* **EXERCISE TASK**
Locate each line in the rows below that contains the string "pastel" and copy those lines. Case counts.

* **INPUT FOR THIS TASK**
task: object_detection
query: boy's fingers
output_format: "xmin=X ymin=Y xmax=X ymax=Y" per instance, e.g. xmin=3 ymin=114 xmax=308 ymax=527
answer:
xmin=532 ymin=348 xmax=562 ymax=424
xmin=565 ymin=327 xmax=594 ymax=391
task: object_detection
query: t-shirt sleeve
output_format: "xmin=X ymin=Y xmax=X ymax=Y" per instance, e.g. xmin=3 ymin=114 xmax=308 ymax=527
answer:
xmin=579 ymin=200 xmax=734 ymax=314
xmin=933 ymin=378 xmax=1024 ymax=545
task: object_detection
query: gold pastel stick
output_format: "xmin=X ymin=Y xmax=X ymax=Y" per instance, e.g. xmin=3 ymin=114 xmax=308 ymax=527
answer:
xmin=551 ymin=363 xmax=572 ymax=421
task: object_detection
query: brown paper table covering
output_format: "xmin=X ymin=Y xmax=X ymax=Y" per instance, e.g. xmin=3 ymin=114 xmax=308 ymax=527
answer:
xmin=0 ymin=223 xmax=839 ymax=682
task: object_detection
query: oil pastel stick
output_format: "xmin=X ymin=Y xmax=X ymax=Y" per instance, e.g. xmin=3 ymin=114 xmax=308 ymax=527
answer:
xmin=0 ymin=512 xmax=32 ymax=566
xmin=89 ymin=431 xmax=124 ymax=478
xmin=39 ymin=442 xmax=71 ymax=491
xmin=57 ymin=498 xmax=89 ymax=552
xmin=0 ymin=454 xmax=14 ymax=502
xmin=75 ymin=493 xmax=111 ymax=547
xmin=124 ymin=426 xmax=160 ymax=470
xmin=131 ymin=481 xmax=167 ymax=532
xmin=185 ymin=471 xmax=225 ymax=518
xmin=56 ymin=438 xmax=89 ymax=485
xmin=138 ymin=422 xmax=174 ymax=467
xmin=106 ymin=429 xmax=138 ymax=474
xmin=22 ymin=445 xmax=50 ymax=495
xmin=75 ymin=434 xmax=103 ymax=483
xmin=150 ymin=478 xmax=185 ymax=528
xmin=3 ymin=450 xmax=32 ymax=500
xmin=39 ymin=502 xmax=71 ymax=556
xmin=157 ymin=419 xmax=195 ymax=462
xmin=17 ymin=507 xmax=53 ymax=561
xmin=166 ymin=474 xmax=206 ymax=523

* **RESULT**
query: gold pastel stick
query: oil pastel stick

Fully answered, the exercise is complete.